## GIVEN INSTRUCTION
Lay out the records below as a Markdown table with the columns "Row" and "Line," one numbered row per line from the line with "TARGET: foliage" through the end of the records. Skip blank lines.

## DATA EXTRACT

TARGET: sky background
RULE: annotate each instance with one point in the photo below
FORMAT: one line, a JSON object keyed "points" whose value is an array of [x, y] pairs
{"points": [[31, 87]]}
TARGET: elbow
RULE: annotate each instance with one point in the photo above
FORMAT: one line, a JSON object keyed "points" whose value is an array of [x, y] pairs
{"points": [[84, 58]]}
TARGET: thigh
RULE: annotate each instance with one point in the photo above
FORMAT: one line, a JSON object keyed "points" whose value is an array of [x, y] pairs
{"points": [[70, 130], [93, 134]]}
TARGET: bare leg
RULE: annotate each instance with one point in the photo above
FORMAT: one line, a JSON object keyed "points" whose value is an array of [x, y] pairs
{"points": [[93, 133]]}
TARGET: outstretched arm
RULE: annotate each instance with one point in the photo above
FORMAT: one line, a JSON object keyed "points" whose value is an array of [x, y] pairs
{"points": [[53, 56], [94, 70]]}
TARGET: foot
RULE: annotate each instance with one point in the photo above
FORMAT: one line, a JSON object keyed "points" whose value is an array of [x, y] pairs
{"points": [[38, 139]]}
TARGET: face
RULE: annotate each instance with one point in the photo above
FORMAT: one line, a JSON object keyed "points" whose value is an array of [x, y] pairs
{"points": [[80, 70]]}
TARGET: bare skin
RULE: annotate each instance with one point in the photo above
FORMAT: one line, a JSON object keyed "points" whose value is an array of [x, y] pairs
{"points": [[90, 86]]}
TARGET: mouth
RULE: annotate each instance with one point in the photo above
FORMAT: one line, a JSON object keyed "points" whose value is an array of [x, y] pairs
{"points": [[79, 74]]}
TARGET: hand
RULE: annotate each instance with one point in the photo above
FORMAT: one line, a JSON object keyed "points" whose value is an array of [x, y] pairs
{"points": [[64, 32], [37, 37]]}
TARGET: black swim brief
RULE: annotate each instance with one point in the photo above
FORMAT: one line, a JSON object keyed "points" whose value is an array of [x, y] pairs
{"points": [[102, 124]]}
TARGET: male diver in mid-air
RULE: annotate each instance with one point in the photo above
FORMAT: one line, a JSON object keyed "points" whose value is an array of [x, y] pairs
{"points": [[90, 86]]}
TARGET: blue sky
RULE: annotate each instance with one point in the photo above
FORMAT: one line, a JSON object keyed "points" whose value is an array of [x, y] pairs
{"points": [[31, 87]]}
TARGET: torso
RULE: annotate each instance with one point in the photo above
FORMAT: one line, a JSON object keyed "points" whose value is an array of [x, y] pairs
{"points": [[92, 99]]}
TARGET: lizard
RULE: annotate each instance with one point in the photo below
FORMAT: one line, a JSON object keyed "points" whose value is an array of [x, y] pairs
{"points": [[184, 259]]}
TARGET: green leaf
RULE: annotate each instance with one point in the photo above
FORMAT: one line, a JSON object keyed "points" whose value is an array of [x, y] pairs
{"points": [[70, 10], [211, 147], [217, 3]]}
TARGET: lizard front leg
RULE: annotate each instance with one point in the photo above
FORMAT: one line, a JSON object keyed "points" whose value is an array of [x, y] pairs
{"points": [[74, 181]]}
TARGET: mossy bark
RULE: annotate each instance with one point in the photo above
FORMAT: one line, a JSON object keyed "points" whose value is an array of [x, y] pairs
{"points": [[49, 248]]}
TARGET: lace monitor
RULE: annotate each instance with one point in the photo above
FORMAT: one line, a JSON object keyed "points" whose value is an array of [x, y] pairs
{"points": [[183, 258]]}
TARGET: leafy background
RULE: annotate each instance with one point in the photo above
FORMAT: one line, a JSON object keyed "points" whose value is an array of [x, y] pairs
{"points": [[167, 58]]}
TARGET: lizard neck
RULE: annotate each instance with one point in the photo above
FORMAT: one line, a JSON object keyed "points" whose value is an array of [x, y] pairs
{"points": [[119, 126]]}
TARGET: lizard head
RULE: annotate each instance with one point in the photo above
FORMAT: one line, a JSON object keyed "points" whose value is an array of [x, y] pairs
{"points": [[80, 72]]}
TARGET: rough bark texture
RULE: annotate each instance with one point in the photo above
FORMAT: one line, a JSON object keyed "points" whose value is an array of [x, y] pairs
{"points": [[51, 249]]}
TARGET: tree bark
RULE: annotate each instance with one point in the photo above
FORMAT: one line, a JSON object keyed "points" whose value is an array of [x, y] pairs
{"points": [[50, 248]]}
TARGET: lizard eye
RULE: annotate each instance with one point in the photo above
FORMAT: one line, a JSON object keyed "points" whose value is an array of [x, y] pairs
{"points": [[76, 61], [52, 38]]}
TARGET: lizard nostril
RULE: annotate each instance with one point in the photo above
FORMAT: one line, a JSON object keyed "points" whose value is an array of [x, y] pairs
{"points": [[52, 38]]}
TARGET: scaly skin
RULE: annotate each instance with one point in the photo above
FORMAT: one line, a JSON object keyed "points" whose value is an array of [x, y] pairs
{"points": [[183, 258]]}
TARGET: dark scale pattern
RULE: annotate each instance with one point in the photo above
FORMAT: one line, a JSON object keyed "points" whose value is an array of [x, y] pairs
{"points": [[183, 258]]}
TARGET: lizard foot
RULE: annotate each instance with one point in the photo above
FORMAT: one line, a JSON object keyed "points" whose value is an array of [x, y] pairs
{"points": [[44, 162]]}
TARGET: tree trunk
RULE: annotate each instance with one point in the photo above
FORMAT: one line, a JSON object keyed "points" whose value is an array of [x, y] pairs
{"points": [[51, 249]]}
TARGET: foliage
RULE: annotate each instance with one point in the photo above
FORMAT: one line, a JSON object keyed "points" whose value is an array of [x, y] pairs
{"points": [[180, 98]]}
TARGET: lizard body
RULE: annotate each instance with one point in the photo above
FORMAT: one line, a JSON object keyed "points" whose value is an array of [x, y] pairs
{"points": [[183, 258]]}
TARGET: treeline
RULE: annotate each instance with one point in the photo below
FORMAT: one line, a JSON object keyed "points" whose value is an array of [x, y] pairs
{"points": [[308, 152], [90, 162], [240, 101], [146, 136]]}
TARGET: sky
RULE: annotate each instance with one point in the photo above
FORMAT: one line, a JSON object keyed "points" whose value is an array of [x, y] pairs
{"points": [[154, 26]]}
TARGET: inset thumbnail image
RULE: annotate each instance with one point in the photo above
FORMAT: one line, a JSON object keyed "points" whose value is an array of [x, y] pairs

## FINISHED TASK
| Row | Line |
|---|---|
| 1 | TARGET: foliage |
| 2 | RULE: annotate each instance with one point in the photo above |
| 3 | FORMAT: one line, a JSON object keyed "points" whose value is an array of [x, y] pairs |
| 4 | {"points": [[180, 98]]} |
| 5 | TARGET: lizard body |
| 6 | RULE: annotate each instance with one point in the photo above |
| 7 | FORMAT: one line, a JSON object keyed "points" whose value is an array of [x, y] pairs |
| 8 | {"points": [[183, 258]]} |
| 9 | TARGET: treeline |
| 10 | RULE: annotate each instance with one point in the photo below |
| 11 | FORMAT: one line, a JSON object keyed "points" whose value is an array of [x, y] pairs |
| 12 | {"points": [[308, 152], [90, 162], [240, 101], [146, 136]]} |
| 13 | TARGET: sky |
| 14 | RULE: annotate each instance with one point in the photo above |
| 15 | FORMAT: one line, a JSON object keyed "points" whose value is an array of [x, y] pairs |
| 16 | {"points": [[154, 26]]} |
| 17 | TARGET: inset thumbnail image |
| 18 | RULE: annotate each instance with one point in the photo above |
| 19 | FORMAT: one line, a JSON object keyed "points" whose value is an array of [x, y] pairs |